TASK TO CARRY OUT:
Rewrite every line of the records from the line containing "For this exercise we mark the red" down to the line containing "[(84, 104)]", including both. Raise each point coordinate in the answers by 145, and leave the requests and their format samples unchanged.
==== RECORDS PROVIDED ====
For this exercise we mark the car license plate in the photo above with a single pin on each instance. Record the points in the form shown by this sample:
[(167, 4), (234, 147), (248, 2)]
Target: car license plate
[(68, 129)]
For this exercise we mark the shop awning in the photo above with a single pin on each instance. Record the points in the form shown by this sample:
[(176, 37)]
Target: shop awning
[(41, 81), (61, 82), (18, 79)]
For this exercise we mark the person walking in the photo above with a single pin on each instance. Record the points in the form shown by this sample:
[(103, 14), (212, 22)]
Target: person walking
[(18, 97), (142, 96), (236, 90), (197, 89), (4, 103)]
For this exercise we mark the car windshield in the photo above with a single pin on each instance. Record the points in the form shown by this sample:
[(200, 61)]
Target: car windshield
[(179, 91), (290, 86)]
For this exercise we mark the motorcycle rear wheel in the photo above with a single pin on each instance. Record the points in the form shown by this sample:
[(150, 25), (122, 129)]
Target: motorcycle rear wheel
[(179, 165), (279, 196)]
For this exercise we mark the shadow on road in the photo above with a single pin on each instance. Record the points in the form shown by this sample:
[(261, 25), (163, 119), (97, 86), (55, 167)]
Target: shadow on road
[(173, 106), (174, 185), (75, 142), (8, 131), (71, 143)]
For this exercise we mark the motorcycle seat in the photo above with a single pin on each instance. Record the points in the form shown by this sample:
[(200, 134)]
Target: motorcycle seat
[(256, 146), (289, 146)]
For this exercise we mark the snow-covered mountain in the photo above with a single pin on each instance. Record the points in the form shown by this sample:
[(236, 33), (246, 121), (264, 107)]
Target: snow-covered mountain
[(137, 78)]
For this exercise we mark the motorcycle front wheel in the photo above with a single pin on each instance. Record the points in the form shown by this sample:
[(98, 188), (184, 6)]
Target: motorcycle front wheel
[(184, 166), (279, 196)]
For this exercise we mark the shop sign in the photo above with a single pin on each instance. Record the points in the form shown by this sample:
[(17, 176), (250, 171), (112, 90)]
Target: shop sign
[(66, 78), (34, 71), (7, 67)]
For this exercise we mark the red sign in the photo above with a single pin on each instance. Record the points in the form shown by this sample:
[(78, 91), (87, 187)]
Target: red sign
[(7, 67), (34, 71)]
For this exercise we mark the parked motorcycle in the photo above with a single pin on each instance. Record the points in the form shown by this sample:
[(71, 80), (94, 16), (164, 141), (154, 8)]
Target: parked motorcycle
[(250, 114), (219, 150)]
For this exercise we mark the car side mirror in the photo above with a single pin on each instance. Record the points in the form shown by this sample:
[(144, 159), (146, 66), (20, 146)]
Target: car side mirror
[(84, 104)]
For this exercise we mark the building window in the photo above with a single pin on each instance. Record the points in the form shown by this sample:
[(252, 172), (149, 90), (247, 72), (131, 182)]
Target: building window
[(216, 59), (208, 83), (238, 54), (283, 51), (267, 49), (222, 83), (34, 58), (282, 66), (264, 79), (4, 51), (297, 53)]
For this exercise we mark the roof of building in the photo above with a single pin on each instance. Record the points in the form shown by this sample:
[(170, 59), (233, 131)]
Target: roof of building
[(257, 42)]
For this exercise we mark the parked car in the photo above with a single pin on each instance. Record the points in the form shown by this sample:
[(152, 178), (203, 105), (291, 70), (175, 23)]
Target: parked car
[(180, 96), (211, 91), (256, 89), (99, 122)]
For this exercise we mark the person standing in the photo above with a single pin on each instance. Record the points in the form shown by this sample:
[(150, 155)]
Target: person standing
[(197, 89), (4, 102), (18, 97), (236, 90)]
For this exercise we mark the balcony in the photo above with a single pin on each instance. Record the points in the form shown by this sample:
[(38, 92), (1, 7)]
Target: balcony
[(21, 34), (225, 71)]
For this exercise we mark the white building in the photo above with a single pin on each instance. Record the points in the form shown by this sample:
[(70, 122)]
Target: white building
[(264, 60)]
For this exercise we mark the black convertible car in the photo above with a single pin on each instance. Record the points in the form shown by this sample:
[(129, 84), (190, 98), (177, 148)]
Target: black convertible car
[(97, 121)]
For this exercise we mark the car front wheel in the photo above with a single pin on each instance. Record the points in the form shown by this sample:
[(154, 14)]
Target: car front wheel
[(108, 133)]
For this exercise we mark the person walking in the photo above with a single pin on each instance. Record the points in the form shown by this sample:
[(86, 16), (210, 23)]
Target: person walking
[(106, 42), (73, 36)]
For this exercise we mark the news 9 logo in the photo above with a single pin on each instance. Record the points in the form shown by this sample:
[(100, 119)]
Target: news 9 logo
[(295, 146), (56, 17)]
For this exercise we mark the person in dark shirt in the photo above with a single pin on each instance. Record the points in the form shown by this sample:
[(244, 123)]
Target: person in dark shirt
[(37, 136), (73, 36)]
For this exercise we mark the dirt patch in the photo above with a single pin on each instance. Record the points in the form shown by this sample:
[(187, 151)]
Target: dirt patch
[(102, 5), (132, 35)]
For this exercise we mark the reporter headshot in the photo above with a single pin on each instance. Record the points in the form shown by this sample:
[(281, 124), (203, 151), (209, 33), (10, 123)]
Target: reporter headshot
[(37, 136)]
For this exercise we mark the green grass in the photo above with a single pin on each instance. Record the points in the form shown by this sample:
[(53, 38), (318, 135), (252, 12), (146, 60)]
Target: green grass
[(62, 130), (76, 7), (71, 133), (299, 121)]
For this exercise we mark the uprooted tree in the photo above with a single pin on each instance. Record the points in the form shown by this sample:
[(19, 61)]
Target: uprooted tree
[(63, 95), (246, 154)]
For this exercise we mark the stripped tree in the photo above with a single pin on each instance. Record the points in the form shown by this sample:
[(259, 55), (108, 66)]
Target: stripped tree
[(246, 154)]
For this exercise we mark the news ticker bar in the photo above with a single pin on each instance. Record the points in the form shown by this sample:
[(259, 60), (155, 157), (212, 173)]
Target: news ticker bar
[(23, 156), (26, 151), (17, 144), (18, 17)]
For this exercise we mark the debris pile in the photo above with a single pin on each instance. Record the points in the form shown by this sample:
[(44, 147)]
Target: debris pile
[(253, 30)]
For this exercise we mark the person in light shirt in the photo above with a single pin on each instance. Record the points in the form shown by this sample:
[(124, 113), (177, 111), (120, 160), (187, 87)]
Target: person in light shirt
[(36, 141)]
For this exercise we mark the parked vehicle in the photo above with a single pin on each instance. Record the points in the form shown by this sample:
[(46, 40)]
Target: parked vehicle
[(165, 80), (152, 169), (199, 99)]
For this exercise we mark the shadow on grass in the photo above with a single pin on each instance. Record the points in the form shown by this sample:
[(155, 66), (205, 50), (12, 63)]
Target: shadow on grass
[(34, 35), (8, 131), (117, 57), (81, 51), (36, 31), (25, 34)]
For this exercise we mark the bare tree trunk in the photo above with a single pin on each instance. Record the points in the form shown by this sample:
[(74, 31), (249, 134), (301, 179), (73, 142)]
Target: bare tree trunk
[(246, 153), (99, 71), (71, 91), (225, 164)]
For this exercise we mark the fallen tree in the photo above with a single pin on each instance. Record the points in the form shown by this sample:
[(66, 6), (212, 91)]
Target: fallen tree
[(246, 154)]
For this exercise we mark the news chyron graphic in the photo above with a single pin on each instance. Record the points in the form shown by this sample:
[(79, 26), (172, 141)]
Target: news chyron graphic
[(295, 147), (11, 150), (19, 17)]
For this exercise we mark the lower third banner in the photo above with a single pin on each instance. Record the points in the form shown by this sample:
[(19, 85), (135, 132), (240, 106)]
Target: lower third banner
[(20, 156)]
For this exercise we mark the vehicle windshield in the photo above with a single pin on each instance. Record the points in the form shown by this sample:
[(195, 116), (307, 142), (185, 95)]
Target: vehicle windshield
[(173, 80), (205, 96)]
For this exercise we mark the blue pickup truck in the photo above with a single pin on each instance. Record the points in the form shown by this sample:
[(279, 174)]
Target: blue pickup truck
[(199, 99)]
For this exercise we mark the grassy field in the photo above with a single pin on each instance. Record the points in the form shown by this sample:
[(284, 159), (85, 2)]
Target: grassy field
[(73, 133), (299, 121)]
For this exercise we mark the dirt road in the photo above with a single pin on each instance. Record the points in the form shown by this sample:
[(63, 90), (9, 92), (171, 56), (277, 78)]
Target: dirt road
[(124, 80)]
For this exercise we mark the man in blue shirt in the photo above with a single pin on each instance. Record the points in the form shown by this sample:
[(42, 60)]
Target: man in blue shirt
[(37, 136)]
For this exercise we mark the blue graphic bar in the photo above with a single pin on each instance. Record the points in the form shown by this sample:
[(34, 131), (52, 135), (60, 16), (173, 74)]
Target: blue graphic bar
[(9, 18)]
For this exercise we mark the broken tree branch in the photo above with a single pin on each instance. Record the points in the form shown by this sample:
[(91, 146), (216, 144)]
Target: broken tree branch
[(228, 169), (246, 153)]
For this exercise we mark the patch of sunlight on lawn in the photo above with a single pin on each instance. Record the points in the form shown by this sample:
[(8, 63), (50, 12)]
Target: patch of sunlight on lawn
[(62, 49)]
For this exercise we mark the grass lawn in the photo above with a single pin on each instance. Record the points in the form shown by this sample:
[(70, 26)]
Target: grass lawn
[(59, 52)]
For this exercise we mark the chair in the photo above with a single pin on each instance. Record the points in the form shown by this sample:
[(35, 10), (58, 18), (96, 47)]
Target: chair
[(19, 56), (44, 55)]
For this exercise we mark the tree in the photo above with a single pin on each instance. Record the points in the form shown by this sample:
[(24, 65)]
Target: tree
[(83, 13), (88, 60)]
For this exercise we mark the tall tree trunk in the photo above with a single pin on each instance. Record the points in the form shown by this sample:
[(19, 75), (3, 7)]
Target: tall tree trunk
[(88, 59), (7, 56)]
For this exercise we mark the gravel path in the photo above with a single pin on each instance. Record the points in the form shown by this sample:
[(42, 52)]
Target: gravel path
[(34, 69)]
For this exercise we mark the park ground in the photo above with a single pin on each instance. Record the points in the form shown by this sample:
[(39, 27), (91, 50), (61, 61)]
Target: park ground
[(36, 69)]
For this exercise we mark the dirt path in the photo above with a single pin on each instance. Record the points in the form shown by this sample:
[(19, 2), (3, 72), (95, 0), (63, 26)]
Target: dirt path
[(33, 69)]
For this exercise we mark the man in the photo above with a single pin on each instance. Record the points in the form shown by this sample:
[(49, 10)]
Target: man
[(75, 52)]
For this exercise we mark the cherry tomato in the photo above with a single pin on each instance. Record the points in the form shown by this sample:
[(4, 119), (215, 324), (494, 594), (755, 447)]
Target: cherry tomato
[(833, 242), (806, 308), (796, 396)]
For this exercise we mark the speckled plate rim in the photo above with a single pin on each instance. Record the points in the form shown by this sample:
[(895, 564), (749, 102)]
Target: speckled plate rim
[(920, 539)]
====
ANSWER TO THIS EXERCISE:
For this exercise we mark the red sign in the photo above with a single pin on each instance. Record the points in the form shown by this sample:
[(78, 91), (87, 187)]
Target: red sign
[(152, 212), (179, 216)]
For this exercise we mark the parked motorcycle in the photo above with a single pin on each instance. Record the points in the form shown by this sample:
[(71, 80), (94, 16), (164, 141), (154, 8)]
Target: parked motorcycle
[(395, 259), (364, 295)]
For this exercise we mark the car side mirror in the photo above with a single pin on each instance. Record the points in the form shown by this sample:
[(144, 159), (146, 66), (20, 146)]
Target: car side mirror
[(229, 249)]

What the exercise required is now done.